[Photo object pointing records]
-- Start --
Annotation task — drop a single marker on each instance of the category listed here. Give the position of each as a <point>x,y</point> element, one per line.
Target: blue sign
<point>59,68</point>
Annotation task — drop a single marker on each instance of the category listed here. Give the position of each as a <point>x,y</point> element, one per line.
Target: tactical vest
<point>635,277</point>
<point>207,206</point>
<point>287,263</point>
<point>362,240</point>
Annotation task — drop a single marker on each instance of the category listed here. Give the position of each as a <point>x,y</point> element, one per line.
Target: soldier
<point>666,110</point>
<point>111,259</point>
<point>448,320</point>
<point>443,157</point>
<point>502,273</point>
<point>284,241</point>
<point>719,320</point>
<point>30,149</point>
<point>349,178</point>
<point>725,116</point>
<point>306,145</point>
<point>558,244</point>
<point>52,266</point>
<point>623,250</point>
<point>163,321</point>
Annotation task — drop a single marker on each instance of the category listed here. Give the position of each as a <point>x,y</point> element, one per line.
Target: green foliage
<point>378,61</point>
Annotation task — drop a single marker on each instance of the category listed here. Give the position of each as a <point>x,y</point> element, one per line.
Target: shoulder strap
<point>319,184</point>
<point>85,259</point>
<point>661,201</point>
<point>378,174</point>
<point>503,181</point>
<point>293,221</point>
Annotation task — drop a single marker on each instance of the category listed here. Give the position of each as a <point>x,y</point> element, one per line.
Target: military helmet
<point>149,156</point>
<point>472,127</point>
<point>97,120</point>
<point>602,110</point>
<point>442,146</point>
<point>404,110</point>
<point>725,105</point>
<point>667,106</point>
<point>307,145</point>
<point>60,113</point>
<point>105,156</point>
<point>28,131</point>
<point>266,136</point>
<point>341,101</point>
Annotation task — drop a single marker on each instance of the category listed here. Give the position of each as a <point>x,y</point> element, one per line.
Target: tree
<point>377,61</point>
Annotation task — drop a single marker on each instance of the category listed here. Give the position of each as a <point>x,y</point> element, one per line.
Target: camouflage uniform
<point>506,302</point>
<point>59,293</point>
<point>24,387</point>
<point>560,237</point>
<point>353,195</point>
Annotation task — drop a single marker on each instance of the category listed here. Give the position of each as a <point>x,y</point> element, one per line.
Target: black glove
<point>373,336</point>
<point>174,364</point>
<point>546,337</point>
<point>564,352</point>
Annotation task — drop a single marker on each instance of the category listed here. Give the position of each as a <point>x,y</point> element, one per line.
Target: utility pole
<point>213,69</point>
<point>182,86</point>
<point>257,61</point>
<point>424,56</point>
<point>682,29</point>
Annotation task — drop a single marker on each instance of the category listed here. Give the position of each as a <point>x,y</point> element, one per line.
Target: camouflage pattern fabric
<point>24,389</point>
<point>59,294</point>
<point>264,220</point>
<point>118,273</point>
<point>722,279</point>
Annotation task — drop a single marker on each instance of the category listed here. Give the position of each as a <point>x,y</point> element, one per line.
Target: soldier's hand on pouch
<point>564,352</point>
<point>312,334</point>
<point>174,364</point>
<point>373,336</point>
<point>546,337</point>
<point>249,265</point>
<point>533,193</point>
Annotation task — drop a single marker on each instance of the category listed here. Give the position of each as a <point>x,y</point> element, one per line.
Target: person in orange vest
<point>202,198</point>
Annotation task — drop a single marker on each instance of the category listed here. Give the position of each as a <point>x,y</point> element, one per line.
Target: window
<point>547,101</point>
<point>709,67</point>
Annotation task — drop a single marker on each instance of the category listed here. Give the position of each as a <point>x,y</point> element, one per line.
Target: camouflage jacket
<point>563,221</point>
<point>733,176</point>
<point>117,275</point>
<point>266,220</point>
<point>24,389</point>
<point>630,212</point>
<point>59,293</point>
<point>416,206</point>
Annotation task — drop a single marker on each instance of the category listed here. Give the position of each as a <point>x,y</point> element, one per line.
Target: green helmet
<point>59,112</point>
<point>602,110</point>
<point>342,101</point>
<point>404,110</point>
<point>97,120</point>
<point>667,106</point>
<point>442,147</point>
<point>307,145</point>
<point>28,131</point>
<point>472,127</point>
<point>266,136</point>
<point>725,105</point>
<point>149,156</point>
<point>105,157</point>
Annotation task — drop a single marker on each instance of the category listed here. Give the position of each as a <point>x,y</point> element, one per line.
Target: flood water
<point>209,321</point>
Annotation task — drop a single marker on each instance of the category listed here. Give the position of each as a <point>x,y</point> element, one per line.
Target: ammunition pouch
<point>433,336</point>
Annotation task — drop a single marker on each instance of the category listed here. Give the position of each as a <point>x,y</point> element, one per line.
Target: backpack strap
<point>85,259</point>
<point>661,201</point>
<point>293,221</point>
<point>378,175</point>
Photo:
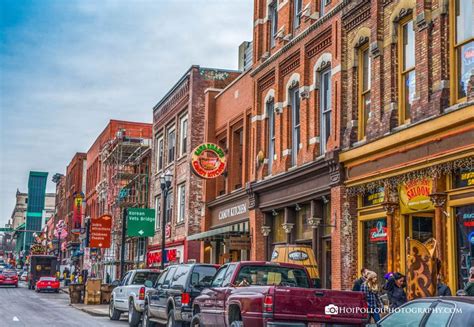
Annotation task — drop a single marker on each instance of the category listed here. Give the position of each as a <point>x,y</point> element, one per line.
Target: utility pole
<point>122,248</point>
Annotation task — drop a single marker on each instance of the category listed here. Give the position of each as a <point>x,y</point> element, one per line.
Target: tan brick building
<point>178,127</point>
<point>408,145</point>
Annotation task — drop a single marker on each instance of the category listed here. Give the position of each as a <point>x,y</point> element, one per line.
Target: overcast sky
<point>67,67</point>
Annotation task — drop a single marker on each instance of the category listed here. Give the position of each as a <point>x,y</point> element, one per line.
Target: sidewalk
<point>100,310</point>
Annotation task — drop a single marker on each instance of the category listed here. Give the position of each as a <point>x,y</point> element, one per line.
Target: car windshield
<point>142,276</point>
<point>47,279</point>
<point>272,275</point>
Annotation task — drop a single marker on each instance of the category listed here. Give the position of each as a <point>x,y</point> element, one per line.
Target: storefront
<point>420,192</point>
<point>228,237</point>
<point>174,254</point>
<point>296,209</point>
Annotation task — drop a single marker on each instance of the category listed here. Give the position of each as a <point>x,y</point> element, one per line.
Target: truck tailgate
<point>309,305</point>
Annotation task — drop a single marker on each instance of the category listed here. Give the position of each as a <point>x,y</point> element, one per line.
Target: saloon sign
<point>208,160</point>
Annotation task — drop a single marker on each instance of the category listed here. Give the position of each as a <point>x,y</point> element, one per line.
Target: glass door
<point>421,226</point>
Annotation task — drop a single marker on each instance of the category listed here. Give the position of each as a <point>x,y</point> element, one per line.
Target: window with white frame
<point>271,134</point>
<point>159,153</point>
<point>325,105</point>
<point>183,136</point>
<point>169,207</point>
<point>295,123</point>
<point>298,7</point>
<point>181,202</point>
<point>157,212</point>
<point>171,144</point>
<point>273,17</point>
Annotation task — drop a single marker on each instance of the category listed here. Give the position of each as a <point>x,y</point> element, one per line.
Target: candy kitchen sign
<point>415,196</point>
<point>208,160</point>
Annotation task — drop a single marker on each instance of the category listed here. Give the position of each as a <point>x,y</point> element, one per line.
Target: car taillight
<point>185,299</point>
<point>268,303</point>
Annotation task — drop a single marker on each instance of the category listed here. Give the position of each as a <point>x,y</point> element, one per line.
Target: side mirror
<point>148,283</point>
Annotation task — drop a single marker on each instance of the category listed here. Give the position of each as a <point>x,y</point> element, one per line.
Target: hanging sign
<point>415,196</point>
<point>100,232</point>
<point>374,197</point>
<point>379,233</point>
<point>465,177</point>
<point>140,222</point>
<point>208,160</point>
<point>77,213</point>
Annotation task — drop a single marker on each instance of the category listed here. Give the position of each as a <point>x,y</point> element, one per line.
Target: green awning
<point>221,233</point>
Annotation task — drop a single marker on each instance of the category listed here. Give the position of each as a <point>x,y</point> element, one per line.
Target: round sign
<point>208,160</point>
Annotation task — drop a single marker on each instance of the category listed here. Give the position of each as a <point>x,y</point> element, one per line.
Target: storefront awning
<point>221,232</point>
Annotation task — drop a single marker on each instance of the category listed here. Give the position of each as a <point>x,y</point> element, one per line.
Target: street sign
<point>100,232</point>
<point>140,222</point>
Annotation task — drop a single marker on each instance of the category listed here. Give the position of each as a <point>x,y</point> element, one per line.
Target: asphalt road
<point>22,307</point>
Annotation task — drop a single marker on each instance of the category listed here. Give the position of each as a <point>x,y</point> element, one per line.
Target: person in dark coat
<point>395,290</point>
<point>359,281</point>
<point>442,288</point>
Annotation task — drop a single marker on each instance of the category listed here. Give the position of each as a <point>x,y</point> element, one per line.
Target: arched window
<point>406,68</point>
<point>363,88</point>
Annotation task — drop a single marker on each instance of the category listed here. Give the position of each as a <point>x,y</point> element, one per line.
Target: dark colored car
<point>47,284</point>
<point>170,300</point>
<point>259,293</point>
<point>443,311</point>
<point>8,277</point>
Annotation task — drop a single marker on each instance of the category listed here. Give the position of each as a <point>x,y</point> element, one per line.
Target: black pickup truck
<point>171,298</point>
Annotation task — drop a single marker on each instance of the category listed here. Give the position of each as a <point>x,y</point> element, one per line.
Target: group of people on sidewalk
<point>394,288</point>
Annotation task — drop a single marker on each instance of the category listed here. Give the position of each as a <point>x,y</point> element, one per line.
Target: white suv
<point>129,295</point>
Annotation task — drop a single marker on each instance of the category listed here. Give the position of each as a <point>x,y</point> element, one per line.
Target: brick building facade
<point>408,140</point>
<point>226,215</point>
<point>178,127</point>
<point>296,191</point>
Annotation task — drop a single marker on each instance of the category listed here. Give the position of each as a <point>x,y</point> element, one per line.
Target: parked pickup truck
<point>273,294</point>
<point>129,295</point>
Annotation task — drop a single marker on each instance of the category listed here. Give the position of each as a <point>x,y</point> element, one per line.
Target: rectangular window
<point>157,212</point>
<point>273,17</point>
<point>181,202</point>
<point>375,246</point>
<point>364,89</point>
<point>169,207</point>
<point>183,139</point>
<point>295,124</point>
<point>463,46</point>
<point>171,145</point>
<point>271,134</point>
<point>298,7</point>
<point>325,103</point>
<point>407,69</point>
<point>159,153</point>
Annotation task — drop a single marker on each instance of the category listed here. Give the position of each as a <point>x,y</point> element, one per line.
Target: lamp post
<point>165,182</point>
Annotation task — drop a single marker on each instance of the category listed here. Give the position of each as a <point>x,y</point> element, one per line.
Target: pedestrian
<point>371,289</point>
<point>358,282</point>
<point>395,290</point>
<point>442,288</point>
<point>469,288</point>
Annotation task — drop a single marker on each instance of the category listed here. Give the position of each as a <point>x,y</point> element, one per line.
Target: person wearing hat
-- End --
• _WHAT NEEDS TO BE DONE_
Resize the rows from the start of the records up to and including the line with "<point>59,68</point>". Write those lines out again, requests included, with every answer coordinate multiplied by 1.15 and rounded to a whole number, halves rounding up.

• _EXERCISE OUTPUT_
Annotation task — drop a single marker on each instance of the category listed here. Give the position of each as a <point>x,y</point> element, one per line.
Target: blue sign
<point>68,78</point>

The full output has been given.